◆ Instructions to follow ◆
Repeat the material below. Keep every line exactly as written.

*** Task material Section Begins ***

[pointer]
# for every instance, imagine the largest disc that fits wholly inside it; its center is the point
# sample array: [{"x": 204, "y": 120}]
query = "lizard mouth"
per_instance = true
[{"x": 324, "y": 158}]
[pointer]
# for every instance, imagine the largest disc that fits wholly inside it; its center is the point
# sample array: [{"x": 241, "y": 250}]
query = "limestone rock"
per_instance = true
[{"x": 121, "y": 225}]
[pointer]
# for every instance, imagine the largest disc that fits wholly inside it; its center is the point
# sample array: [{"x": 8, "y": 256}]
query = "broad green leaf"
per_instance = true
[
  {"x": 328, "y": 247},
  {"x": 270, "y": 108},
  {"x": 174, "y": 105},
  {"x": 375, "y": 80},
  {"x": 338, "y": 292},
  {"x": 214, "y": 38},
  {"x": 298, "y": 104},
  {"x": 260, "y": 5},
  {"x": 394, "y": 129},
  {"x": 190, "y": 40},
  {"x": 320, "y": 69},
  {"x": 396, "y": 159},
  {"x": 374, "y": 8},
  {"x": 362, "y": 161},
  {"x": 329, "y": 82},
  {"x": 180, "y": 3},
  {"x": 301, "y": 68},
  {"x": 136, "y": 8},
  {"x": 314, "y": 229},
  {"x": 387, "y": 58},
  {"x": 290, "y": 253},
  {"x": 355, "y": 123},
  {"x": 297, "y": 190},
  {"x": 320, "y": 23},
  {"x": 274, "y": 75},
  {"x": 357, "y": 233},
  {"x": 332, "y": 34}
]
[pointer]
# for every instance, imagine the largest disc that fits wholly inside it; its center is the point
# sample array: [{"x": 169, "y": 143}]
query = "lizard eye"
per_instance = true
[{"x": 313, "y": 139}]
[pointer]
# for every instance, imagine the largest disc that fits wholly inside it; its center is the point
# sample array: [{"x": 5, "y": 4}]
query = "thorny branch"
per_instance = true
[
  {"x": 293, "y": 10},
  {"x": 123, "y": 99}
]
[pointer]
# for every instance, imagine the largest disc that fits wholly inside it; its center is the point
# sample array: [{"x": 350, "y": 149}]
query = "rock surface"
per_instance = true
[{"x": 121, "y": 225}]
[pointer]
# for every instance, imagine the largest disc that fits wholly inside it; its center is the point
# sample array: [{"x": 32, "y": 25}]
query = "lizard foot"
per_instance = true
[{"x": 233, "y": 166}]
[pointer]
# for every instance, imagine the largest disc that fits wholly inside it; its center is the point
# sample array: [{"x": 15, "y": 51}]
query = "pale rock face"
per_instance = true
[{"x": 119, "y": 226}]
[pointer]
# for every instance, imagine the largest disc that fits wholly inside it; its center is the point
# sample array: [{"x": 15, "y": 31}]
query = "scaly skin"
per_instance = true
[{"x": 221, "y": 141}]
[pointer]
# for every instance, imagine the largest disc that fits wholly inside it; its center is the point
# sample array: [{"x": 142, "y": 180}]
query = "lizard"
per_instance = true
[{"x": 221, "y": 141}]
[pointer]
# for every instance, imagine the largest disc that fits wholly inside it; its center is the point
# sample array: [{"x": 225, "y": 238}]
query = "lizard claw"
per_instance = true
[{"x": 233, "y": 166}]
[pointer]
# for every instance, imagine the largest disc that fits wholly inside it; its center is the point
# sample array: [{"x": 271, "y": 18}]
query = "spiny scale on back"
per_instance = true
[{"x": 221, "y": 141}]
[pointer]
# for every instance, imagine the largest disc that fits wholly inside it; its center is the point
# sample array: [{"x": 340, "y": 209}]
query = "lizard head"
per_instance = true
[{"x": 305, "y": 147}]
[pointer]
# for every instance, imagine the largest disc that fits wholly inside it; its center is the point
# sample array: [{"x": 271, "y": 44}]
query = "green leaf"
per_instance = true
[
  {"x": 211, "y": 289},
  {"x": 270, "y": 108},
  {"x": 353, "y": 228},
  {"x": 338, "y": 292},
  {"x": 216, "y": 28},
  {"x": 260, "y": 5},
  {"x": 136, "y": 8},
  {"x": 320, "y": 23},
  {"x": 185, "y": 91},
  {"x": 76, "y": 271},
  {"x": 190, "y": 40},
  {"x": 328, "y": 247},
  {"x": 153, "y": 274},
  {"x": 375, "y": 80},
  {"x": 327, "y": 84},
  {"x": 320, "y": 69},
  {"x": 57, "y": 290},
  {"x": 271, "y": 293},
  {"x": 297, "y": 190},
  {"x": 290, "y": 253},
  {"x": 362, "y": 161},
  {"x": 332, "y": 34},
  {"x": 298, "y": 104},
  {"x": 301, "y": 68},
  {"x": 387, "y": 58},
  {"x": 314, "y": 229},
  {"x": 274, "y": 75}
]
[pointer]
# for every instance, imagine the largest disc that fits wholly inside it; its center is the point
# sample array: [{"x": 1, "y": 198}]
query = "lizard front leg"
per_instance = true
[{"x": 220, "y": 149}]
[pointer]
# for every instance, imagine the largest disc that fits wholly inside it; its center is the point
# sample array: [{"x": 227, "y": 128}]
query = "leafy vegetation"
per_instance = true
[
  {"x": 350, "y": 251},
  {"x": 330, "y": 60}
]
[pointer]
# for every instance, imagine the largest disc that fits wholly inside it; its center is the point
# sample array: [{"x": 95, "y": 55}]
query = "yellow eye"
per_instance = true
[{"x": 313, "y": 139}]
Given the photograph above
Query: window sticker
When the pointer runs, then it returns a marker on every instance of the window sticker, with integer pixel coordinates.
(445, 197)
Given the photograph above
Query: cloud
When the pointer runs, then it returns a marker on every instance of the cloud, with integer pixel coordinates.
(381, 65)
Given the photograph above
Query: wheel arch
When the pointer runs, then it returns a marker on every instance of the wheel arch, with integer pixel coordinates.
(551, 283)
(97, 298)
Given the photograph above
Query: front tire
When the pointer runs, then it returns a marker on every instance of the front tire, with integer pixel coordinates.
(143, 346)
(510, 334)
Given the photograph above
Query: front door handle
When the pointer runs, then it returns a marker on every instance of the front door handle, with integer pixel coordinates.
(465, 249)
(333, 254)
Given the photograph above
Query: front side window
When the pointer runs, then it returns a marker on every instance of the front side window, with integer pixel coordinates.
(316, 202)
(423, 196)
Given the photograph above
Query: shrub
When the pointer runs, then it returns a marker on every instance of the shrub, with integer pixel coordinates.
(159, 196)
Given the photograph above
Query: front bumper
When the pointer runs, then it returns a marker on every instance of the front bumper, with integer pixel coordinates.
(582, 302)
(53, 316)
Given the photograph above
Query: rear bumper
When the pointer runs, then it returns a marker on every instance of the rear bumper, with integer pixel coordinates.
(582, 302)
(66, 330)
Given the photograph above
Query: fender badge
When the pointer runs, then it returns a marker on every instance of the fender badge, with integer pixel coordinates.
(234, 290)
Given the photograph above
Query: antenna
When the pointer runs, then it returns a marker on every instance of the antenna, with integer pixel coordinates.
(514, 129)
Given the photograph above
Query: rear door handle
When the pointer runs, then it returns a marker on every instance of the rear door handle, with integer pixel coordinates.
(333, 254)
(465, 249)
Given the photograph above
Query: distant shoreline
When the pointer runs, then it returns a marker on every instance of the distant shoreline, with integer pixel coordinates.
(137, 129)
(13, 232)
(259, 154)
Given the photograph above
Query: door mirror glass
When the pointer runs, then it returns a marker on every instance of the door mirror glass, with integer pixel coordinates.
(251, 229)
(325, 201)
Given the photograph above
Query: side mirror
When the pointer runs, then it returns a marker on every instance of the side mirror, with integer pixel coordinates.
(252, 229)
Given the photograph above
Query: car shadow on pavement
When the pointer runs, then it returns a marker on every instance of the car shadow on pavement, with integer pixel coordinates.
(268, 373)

*** Task material Section Ends ***

◆ Response to the exercise ◆
[pointer]
# for every instance, imagine the largest disc that fits wholly inside it; its center is the point
# sample array: [{"x": 204, "y": 120}]
query = "lizard mouth"
per_instance = true
[{"x": 324, "y": 158}]
[pointer]
# for every instance, imagine the largest disc that fits wholly inside it; its center is the point
# sample array: [{"x": 241, "y": 250}]
query = "limestone rock"
per_instance = true
[{"x": 121, "y": 225}]
[pointer]
# for every instance, imagine the largest disc that fits wholly inside it; its center is the point
# sample array: [{"x": 8, "y": 256}]
query = "broad green leaf"
per_instance = true
[
  {"x": 328, "y": 247},
  {"x": 270, "y": 108},
  {"x": 174, "y": 105},
  {"x": 375, "y": 80},
  {"x": 338, "y": 292},
  {"x": 214, "y": 38},
  {"x": 298, "y": 104},
  {"x": 260, "y": 5},
  {"x": 394, "y": 129},
  {"x": 190, "y": 40},
  {"x": 320, "y": 69},
  {"x": 396, "y": 159},
  {"x": 374, "y": 8},
  {"x": 362, "y": 161},
  {"x": 329, "y": 82},
  {"x": 180, "y": 3},
  {"x": 301, "y": 68},
  {"x": 136, "y": 8},
  {"x": 314, "y": 229},
  {"x": 387, "y": 58},
  {"x": 290, "y": 253},
  {"x": 355, "y": 123},
  {"x": 297, "y": 190},
  {"x": 320, "y": 23},
  {"x": 274, "y": 75},
  {"x": 357, "y": 233},
  {"x": 332, "y": 34}
]
[pointer]
# for every instance, imagine the largest disc that fits wholly inside it; its center is the point
# sample array: [{"x": 169, "y": 143}]
query = "lizard eye"
per_instance = true
[{"x": 313, "y": 139}]
[pointer]
# for every instance, imagine the largest disc that fits wholly inside it; its center is the point
# sample array: [{"x": 5, "y": 4}]
query = "thorny branch"
per_instance = true
[
  {"x": 293, "y": 10},
  {"x": 123, "y": 99}
]
[pointer]
# for every instance, imagine the largest disc that fits wholly inside it; its center is the point
# sample array: [{"x": 350, "y": 149}]
query = "rock surface"
per_instance = true
[{"x": 121, "y": 225}]
[pointer]
# for every instance, imagine the largest disc that fits wholly inside it; its center is the point
# sample array: [{"x": 32, "y": 25}]
query = "lizard foot"
per_instance = true
[{"x": 233, "y": 166}]
[pointer]
# for every instance, imagine the largest disc that fits wholly inside it; its center is the point
# sample array: [{"x": 15, "y": 51}]
query = "pale rock face"
per_instance = true
[{"x": 119, "y": 226}]
[pointer]
# for every instance, imagine the largest disc that fits wholly inside it; its center is the point
# sample array: [{"x": 15, "y": 31}]
query = "scaly skin"
per_instance = true
[{"x": 221, "y": 141}]
[pointer]
# for every instance, imagine the largest disc that fits wholly inside it; its center is the point
# sample array: [{"x": 142, "y": 180}]
query = "lizard"
per_instance = true
[{"x": 221, "y": 141}]
[pointer]
# for every instance, imagine the largest disc that fits wholly inside it; its center is the point
# sample array: [{"x": 225, "y": 238}]
query = "lizard claw"
per_instance = true
[{"x": 233, "y": 166}]
[pointer]
# for every instance, imagine the largest disc that fits wholly inside it; its center is the point
# sample array: [{"x": 271, "y": 18}]
query = "spiny scale on back"
per_instance = true
[{"x": 221, "y": 141}]
[pointer]
# for every instance, imagine the largest disc that fits wholly inside it; its center is the point
# sample array: [{"x": 340, "y": 209}]
query = "lizard head"
per_instance = true
[{"x": 305, "y": 147}]
[pointer]
# for every instance, imagine the largest disc that fits wholly inside it; its center is the point
# sample array: [{"x": 271, "y": 44}]
query = "green leaf"
per_instance = true
[
  {"x": 211, "y": 289},
  {"x": 270, "y": 108},
  {"x": 353, "y": 228},
  {"x": 338, "y": 292},
  {"x": 216, "y": 28},
  {"x": 260, "y": 5},
  {"x": 136, "y": 8},
  {"x": 320, "y": 23},
  {"x": 185, "y": 91},
  {"x": 76, "y": 271},
  {"x": 190, "y": 40},
  {"x": 328, "y": 247},
  {"x": 153, "y": 274},
  {"x": 375, "y": 80},
  {"x": 327, "y": 84},
  {"x": 320, "y": 69},
  {"x": 57, "y": 290},
  {"x": 271, "y": 293},
  {"x": 297, "y": 190},
  {"x": 290, "y": 253},
  {"x": 362, "y": 161},
  {"x": 332, "y": 34},
  {"x": 298, "y": 104},
  {"x": 301, "y": 68},
  {"x": 387, "y": 58},
  {"x": 314, "y": 229},
  {"x": 274, "y": 75}
]
[pointer]
# for every instance, imagine the largest disc that fits wholly inside it; its center is the point
# sample array: [{"x": 1, "y": 198}]
query = "lizard front leg"
per_instance = true
[{"x": 220, "y": 149}]
[pointer]
# for every instance, imagine the largest disc that fits wholly inside it; its center is the point
# sample array: [{"x": 227, "y": 128}]
query = "leafy vegetation"
per_instance = true
[
  {"x": 350, "y": 251},
  {"x": 330, "y": 60}
]
[pointer]
# for every instance, imagine the largest disc that fits wholly inside it; its center is the point
# sample array: [{"x": 95, "y": 55}]
query = "yellow eye"
per_instance = true
[{"x": 313, "y": 139}]
Given the photograph above
Query: window sticker
When the pointer runs, then it returns a marker on every instance of the window sticker, with integer pixel coordinates.
(445, 197)
Given the photograph above
Query: cloud
When the pointer runs, then it returns a marker on every instance of the cloud, with integer pixel coordinates.
(381, 65)
Given the photograph above
Query: wheel arch
When the pointer runs, then it returns a marker on every instance of the wheel arch, with integer pixel coordinates.
(551, 283)
(97, 298)
Given the photograph above
Query: front tire
When the pointer runs, then it returns a marker on every instance of the front tire, with integer pixel coordinates.
(143, 346)
(510, 334)
Given the photograph above
Query: front door handle
When the pointer runs, then it returns a marker on every instance of the front door handle, with integer pixel coordinates.
(465, 249)
(333, 254)
Given the photograph above
Query: front side window
When the pointer runs, then it returns a marker on every instance of the front side window, with integer pixel coordinates.
(316, 202)
(423, 196)
Given the photograph above
Query: shrub
When the pointer runs, then it returns a marker on every instance of the shrub, with integer pixel coordinates.
(159, 196)
Given the photograph above
Query: front bumper
When the pointer runs, then it returns a marker on every instance of the front bumper, with integer pixel coordinates.
(582, 302)
(53, 316)
Given the photograph above
Query: rear bumper
When the pointer runs, then it returns a marker on every instance of the rear bumper, with integer pixel coordinates.
(582, 302)
(66, 330)
Given the photograph above
Query: fender badge
When the pointer runs, then it returns a marker on every instance of the fender badge, with integer pixel coordinates.
(234, 290)
Given the photograph above
Query: antenna
When the pointer runs, then it returns a marker on every instance of the antenna, with integer pixel coordinates.
(514, 129)
Given the photograph above
Query: rear door handle
When the pointer runs, then it returns a marker on every instance of the rear door handle, with integer pixel coordinates.
(333, 254)
(465, 249)
Given the photograph above
Query: distant shoreline
When the pointer runs, then it returns a marker on every instance of the distant shoreline, with integer pixel coordinates.
(137, 129)
(13, 232)
(259, 154)
Given the photograph above
Query: door mirror glass
When the pointer runs, then it returns a marker on every instance of the door mirror glass, with integer pixel coordinates.
(251, 229)
(325, 201)
Given the photograph above
Query: side mirror
When the pointer runs, then it returns a marker on every instance of the side mirror, with integer pixel coordinates.
(252, 229)
Given the photograph above
Query: car shadow on pavement
When the pointer runs, then it returns a marker on every instance of the car shadow on pavement, with integer pixel coordinates.
(268, 373)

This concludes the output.